— start Material provided —

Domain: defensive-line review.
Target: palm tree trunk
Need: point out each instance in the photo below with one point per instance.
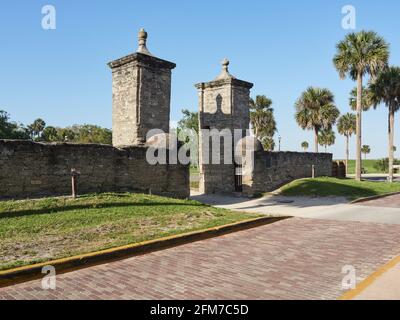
(347, 155)
(391, 139)
(358, 135)
(316, 139)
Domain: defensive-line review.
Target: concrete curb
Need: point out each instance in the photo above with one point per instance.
(374, 197)
(32, 272)
(351, 294)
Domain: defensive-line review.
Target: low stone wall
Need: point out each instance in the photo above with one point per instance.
(274, 169)
(29, 169)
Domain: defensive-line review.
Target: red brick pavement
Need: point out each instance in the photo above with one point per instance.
(390, 201)
(290, 259)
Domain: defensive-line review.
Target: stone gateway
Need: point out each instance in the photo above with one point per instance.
(141, 92)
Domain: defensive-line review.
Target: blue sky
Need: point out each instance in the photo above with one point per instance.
(281, 46)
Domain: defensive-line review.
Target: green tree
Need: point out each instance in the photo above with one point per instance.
(326, 138)
(365, 149)
(347, 127)
(11, 130)
(360, 54)
(263, 121)
(65, 135)
(36, 128)
(305, 145)
(88, 133)
(386, 89)
(315, 110)
(50, 134)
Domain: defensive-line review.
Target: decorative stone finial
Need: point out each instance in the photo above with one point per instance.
(142, 42)
(225, 72)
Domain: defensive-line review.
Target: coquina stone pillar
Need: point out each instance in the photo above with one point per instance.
(141, 86)
(223, 107)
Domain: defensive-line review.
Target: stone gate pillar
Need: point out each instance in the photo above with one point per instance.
(223, 107)
(141, 95)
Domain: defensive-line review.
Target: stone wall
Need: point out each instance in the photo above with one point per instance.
(274, 169)
(30, 169)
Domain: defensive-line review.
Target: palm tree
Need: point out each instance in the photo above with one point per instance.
(365, 150)
(315, 110)
(386, 89)
(346, 127)
(263, 121)
(366, 100)
(305, 145)
(360, 54)
(326, 138)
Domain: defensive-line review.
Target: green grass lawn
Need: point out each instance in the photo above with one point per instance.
(34, 231)
(349, 188)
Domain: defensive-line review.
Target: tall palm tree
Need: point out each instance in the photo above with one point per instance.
(360, 54)
(366, 149)
(346, 127)
(315, 110)
(326, 138)
(386, 89)
(366, 99)
(263, 121)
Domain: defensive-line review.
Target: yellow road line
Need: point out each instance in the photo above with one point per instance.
(349, 295)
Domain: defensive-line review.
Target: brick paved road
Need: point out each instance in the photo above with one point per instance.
(291, 259)
(391, 201)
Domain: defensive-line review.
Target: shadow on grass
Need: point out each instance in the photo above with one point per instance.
(55, 210)
(328, 188)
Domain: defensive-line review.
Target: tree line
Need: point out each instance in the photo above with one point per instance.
(40, 132)
(360, 55)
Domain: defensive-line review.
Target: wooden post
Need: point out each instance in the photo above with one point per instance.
(74, 182)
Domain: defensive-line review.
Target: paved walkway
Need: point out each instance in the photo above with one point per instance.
(385, 210)
(291, 259)
(385, 287)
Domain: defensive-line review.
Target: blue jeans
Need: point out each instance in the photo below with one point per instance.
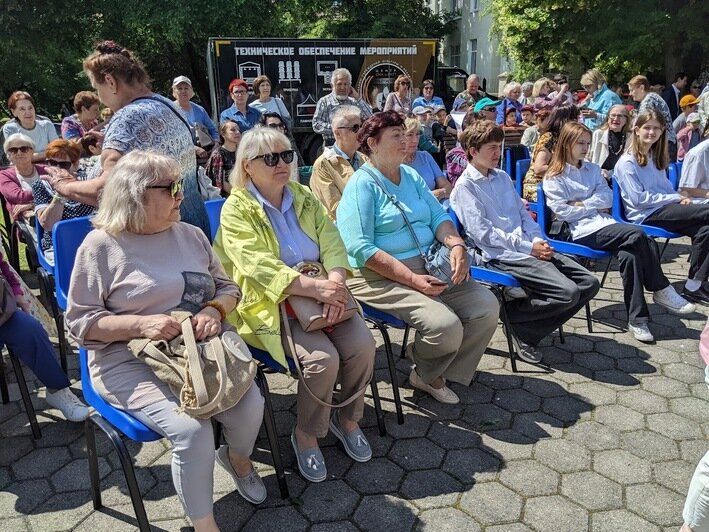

— end Material provided —

* _Objective_:
Select every line in the records above that contains the string "palm", and copy each one. Case counts.

* _Reply_:
Target: palm tree trunk
Target: palm tree
Target: tall palm tree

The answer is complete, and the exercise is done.